_EXTRACT TO READ_.
========

Re: [PATCH] Performance Improvement For Copy From Binary Files

From: Bharath Rupireddy <bharath(dot)rupireddyforpostgres(at)gmail(dot)com>
To: PostgreSQL Hackers <pgsql-hackers(at)lists(dot)postgresql(dot)org>, PostgreSQL-development <pgsql-hackers(at)postgresql(dot)org>
Subject: Re: [PATCH] Performance Improvement For Copy From Binary Files
Date: 2020-07-01 09:33:06
Message-ID: CALj2ACUUpe+Z6e03cCb5jsTqbFWr=NsjA+Z+UwCj3MW_CYSCCw@mail.gmail.com
Views: Raw Message | Whole Thread | Download mbox | Resend email
Thread:
Lists: pgsql-hackers

Hi,

Added this to commitfest incase this is useful -
https://commitfest.postgresql.org/28/

With Regards,
Bharath Rupireddy.
EnterpriseDB: http://www.enterprisedb.com

On Mon, Jun 29, 2020 at 10:50 AM Bharath Rupireddy <
bharath(dot)rupireddyforpostgres(at)gmail(dot)com> wrote:

> Hi Hackers,
>
> For Copy From Binary files, there exists below information for each
> tuple/row.
> 1. field count(number of columns)
> 2. for every field, field size(column data length)
> 3. field data of field size(actual column data)
>
> Currently, all the above data required at each step is read directly from
> file using fread() and this happens for all the tuples/rows.
>
> One observation is that in the total execution time of a copy from binary
> file, the fread() call is taking upto 20% of time and the fread() function
> call count is also too high.
>
> For instance, with a dataset of size 5.3GB, 10million tuples with 10
> columns,
> total exec time in sec total time taken for fread() fread() function call
> count
> 101.193 *21.33* 210000005
> 101.345 *21.436* 210000005
>
> The total time taken for fread() and the corresponding function call count
> may increase if we have more number of columns for instance 1000.

========

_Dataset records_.
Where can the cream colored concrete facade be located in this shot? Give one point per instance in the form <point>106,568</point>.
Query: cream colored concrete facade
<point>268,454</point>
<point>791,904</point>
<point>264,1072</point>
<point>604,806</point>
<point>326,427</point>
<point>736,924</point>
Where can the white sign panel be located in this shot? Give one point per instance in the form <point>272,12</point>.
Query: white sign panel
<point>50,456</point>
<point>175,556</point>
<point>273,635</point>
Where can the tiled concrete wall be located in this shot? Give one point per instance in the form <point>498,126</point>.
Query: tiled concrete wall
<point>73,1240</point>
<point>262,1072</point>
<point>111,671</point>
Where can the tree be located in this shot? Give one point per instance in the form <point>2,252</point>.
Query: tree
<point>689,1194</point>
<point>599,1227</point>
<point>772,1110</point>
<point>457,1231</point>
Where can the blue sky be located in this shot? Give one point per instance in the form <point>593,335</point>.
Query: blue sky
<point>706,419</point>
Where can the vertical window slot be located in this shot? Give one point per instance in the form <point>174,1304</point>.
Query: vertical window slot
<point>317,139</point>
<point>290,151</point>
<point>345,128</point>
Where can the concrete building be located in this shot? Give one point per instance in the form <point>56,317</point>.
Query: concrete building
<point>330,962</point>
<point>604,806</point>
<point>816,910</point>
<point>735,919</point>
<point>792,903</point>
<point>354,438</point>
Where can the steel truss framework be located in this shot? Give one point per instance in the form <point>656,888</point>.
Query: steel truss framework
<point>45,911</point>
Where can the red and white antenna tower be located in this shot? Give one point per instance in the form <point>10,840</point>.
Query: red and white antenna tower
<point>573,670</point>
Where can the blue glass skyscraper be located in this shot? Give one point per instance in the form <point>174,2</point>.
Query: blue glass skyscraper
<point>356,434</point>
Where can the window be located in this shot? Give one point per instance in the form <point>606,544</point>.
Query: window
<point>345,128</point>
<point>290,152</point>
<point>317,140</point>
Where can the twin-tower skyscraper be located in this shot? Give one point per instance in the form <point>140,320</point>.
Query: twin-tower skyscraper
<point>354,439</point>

========

_SET EXERCISE A_. Transcribe part of the message about speeding up COPY FROM binary files, beginning at the words "EnterpriseDB: http://www.enterprisedb.com" and stopping after "count(number of columns)".
_SET EXERCISE B_. Pick up the message about speeding up COPY FROM binary files after its last sentence and continue it.

_TASK RESPONSE A_.
EnterpriseDB: http://www.enterprisedb.com

On Mon, Jun 29, 2020 at 10:50 AM Bharath Rupireddy <
bharath(dot)rupireddyforpostgres(at)gmail(dot)com> wrote:

> Hi Hackers,
>
> For Copy From Binary files, there exists below information for each
> tuple/row.
> 1. field count(number of columns)

_TASK RESPONSE B_.
>
> One solution to this problem is to read data from binary file in
> RAW_BUF_SIZE(64KB) chunks to avoid repeatedly calling fread()(thus possibly
> avoiding few disk IOs). This is similar to the approach followed for
> csv/text files.
>
> Attaching a patch, implementing the above solution for binary format files.
>
> Below is the improvement gained.
> total exec time in sec total time taken for fread() fread() function call
> count
> 75.757 *2.73* 160884
> 75.351 *2.742* 160884
>
> *Execution is 1.36X times faster, fread() time is reduced by 87%, fread()
> call count is reduced by 99%.*
>
> Request the community to take this patch for review if this approach and
> improvement seem beneficial.
>
> Any suggestions to improve further are most welcome.
>
> Attached also is the config file used for testing the above use case.
>
> With Regards,
> Bharath Rupireddy.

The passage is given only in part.